(Provided text)

The 1993 Super Bowl was originally scheduled to be played at Sun Devil Stadium in Tempe, Arizona. However, the NFL player's association voted to move the game to the Rose Bowl in Pasadena, because Arizona Republicans refused to recognize Martin Luther King, Jr. Day.
Losing a Super Bowl, however, was the least of the state's problems for a state economy that depends heavily on tourism.
Tourism is big business in Arizona, with visitors spending $18.5 billion and directly supporting 167,000 jobs in 2008, the most recent year for which statistics were available. Of the 37.4 million overnight visitors that year, 3.8 million came from Mexico, the largest source of international visitors, according to the Arizona Office of Tourism.
Boycotters targeted that industry in the early 90s.
That uproar began in 1987, when then-Gov. Evan Mecham rescinded former Gov. Bruce Babbitt's order creating a paid state holiday for the slain civil-rights leader.
Mecham said it was created illegally and called for a voter referendum. Within a few months, nearly $1 million in convention business was lost. The figure was up to $4.6 million a couple of months later, including the cancellation of three large conventions.
Voters failed to pass a state holiday in 1990, resulting in more headlines and cancellations. In 1991, the NFL pulled the 1993 Super Bowl from metropolitan Phoenix.
Gene Blue, the chairman of the Arizona Martin Luther King Jr. Celebration Committee, said at the time, "I don't know if 'embarrassing' is descriptive enough for this controversy. You can't travel anywhere in the country or even overseas without finding people who are aware of Arizona but for the wrong reasons."
Voters approved the paid holiday in 1992, and Tempe was awarded the 1996 Super Bowl.
Tourism officials estimated Phoenix alone lost almost 170 conventions and an estimated $300 million in benefits from the controversy.

(End Provided text)
(Excerpted data)

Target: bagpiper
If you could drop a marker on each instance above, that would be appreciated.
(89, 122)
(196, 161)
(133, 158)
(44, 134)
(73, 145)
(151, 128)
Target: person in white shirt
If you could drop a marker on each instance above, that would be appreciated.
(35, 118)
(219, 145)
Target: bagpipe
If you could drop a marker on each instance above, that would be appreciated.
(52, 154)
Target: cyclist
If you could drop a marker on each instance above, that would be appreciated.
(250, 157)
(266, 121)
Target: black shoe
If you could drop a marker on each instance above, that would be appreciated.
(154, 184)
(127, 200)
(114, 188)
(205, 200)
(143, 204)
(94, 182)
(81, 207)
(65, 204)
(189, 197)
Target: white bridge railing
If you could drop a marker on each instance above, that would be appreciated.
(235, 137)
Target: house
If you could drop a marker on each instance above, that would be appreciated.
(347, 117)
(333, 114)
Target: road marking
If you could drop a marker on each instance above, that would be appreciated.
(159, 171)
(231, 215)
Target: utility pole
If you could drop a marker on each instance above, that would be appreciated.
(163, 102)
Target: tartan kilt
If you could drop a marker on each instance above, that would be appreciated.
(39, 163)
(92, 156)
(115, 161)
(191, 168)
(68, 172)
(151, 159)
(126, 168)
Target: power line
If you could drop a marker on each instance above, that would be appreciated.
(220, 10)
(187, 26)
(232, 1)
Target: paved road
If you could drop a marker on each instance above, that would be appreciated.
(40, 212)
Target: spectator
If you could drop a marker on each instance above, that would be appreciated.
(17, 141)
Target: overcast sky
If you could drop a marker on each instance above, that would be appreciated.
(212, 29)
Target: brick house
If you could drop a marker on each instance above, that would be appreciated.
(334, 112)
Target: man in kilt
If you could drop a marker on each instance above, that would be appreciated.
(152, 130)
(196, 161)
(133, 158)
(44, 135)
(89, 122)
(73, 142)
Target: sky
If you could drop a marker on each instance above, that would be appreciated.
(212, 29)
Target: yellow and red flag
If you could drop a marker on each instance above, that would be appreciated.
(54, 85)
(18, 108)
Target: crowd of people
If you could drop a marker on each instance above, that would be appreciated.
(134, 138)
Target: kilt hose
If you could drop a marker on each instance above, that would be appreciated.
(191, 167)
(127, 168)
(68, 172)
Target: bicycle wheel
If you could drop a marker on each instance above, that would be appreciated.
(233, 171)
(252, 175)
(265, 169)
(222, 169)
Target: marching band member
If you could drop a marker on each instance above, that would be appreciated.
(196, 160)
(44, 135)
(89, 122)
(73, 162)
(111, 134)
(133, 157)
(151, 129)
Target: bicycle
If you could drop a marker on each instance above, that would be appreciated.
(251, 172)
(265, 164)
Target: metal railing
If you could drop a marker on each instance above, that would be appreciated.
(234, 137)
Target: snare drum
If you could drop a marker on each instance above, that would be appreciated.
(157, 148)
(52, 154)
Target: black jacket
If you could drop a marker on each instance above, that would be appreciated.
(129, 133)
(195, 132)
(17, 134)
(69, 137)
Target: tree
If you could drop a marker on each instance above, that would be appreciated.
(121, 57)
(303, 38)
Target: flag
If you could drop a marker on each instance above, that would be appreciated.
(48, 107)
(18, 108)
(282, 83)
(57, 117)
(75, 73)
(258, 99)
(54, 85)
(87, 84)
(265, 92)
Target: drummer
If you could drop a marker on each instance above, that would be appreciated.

(End Excerpted data)

# Apply what you read
1) Using the text about Arizona and the King holiday, answer these:
(a) Which governor rescinded Bruce Babbitt's order creating the paid state holiday?
(b) How many of the 2008 overnight visitors came from Mexico?
(c) Which Super Bowl was Tempe awarded after voters approved the paid holiday in 1992?
2) Decide whether each statement agrees with the text about Arizona and the King holiday. Answer yes or no and quote the words that decide it.
(a) Voters approved a state holiday in 1990.
(b) Visitors to Arizona spent $18.5 billion in 2008.
(c) Tourism officials estimated Phoenix lost $4.6 million in benefits from the controversy.

# Response list
1)
(a) Evan Mecham
(b) 3.8 million
(c) The 1996 Super Bowl

2)
(a) No: "Voters failed to pass a state holiday in 1990"
(b) Yes: "visitors spending $18.5 billion and directly supporting 167,000 jobs in 2008"
(c) No: "an estimated $300 million in benefits from the controversy"